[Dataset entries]
══════════

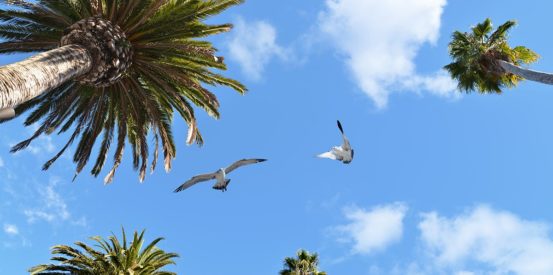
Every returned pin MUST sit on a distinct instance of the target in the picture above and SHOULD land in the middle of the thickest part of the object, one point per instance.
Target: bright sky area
(441, 183)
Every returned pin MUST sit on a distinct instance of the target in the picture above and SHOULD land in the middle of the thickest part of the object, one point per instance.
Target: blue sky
(442, 183)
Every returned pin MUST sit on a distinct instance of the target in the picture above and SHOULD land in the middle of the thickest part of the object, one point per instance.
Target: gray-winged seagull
(343, 153)
(220, 175)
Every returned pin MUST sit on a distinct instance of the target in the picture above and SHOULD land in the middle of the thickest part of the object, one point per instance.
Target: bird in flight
(220, 175)
(343, 153)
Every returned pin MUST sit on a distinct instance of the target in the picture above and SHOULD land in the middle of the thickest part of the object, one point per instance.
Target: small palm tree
(484, 61)
(117, 67)
(304, 264)
(112, 258)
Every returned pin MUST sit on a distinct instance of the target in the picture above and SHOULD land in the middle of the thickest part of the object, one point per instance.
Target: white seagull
(220, 175)
(343, 153)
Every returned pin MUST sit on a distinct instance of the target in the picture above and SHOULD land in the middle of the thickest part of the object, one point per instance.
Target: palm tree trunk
(541, 77)
(22, 81)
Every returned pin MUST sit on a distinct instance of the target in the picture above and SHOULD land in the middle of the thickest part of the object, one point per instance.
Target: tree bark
(22, 81)
(541, 77)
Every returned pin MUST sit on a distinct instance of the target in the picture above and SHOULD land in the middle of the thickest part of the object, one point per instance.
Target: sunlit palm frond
(169, 72)
(475, 57)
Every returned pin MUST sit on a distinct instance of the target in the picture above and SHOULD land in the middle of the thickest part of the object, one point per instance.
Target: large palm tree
(484, 61)
(112, 257)
(305, 264)
(117, 67)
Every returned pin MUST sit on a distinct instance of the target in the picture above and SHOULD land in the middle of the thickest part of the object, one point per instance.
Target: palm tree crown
(479, 58)
(112, 258)
(304, 264)
(141, 62)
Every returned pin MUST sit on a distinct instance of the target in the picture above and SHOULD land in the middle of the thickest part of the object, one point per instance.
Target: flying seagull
(220, 175)
(343, 153)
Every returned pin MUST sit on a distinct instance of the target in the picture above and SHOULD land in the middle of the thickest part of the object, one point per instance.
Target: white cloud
(499, 240)
(375, 229)
(380, 40)
(253, 46)
(10, 229)
(52, 208)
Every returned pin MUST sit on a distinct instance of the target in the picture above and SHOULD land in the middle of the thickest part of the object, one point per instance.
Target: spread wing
(331, 155)
(242, 162)
(194, 180)
(327, 155)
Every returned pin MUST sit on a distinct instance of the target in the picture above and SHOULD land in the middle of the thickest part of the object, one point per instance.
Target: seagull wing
(242, 162)
(327, 155)
(194, 180)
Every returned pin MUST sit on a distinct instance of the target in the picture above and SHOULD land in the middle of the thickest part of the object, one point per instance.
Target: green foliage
(109, 257)
(475, 56)
(304, 264)
(169, 71)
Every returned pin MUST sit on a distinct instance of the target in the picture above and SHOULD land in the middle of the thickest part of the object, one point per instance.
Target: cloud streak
(372, 230)
(381, 55)
(253, 45)
(499, 239)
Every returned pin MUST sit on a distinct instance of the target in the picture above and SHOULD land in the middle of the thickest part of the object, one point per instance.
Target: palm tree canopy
(475, 55)
(112, 257)
(158, 66)
(304, 264)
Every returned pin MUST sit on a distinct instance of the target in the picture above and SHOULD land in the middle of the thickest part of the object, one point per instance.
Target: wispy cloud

══════════

## Problem
Omit the pictures and reproduce the listing exactly.

## Response below
Every returned pin MUST sit on a distinct instance of the target in the picture above and SHOULD land in the middle of the thickest part of the object, one point per instance.
Target: bright sky area
(441, 183)
Every returned pin MUST sit on a distinct instance of the target in the picture above and SHOULD land in the middle of the thickest part of the object, one point per instance.
Target: blue sky
(442, 183)
Every returned pin MUST sit on a distinct instance of the target in the picture above and SHOULD land in the middle of the thickest part of the object, one point per instance.
Target: gray-winged seagull
(343, 153)
(220, 175)
Every returned pin MUST sit on a distinct instance of the target in the picture above and SHOULD land in the middle of the thickest part of the object, one point per instance.
Target: bird in flight
(220, 175)
(343, 153)
Every returned pin MUST sit on a distinct instance of the target in the picture above and SHOULD land in the middle of the thickest part of the object, one point per instance.
Target: small palm tree
(484, 61)
(117, 67)
(304, 264)
(112, 258)
Every returned pin MUST sit on a distinct instance of the target in the picture above and SHOULD land in the middle of the thickest part of the object, one point per instance.
Target: white seagull
(220, 175)
(343, 153)
Every returned pin MUST sit on a distinct instance of the target in the picture above and SHOULD land in the middle of the thickest part of the object, one point per instance.
Target: palm tree trunk
(541, 77)
(22, 81)
Every returned pin MUST sit on a distinct instance of the target in the picture above and SHOULD land in the middle of the thickest part of the object, one point per instance.
Target: tree bark
(22, 81)
(541, 77)
Every returned pin MUST sit on a distinct instance of the target in the picture above and SHOULD land in the middle of the thickest part of the object, one point per instance.
Target: sunlit palm frond
(169, 72)
(475, 57)
Every returned pin MUST sit on a distinct instance of the target in the picture above and SHOULD land in the middle of the thickest part of the object, one point per instance.
Target: large palm tree
(484, 61)
(112, 257)
(305, 264)
(117, 67)
Every returned pin MUST sit on a distinct instance of the target in the picture above and SHOULD land in the middle of the thickest part of the object, one point per instance.
Target: palm tree crown
(479, 58)
(112, 258)
(304, 264)
(141, 62)
Every returned pin MUST sit on a distinct instance of the target in the picture above and SHOULD land in the middle of the thickest part of the object, one point per instance.
Target: flying seagull
(220, 175)
(343, 153)
Every returned pin MUST sit on a distinct instance of the target in the picture above and SHOULD land in the middle of the thickest part of the object, one point per instance.
Target: white cloud
(499, 240)
(375, 229)
(380, 40)
(253, 46)
(10, 229)
(52, 208)
Every returned pin MUST sit on a distinct instance of the target in the picture above and SHOULD land in the middle of the thickest part of the object, one point per instance.
Target: spread wing
(331, 155)
(242, 162)
(194, 180)
(327, 155)
Every returned pin MUST sit on a distinct instance of the target in the picture above and SHOULD land in the middle of the thickest part of the object, one point per instance.
Target: seagull wing
(242, 162)
(327, 155)
(194, 180)
Every returned pin MUST sit on a distinct instance of the target in the picture above and SHOULD land in the middle of the thickest part of the object, one point per instance.
Target: green foliage
(109, 257)
(475, 56)
(304, 264)
(169, 71)
Every returned pin MUST sit on a distinct instance of the target in the picture above and SHOULD land in the middle of the thickest part of the object, one point per instance.
Target: cloud streak
(372, 230)
(381, 55)
(253, 45)
(499, 239)
Every returned pin MUST sit on a distinct instance of the target in the picture above and SHOULD land in the middle of the thickest part of the object, one point per instance.
Target: palm tree canopy
(475, 55)
(112, 257)
(158, 66)
(304, 264)
Every returned pin MUST sit on a distinct instance of the target in the picture above and SHOULD land in the middle of the thickest part of the object, one point per instance.
Target: wispy cloud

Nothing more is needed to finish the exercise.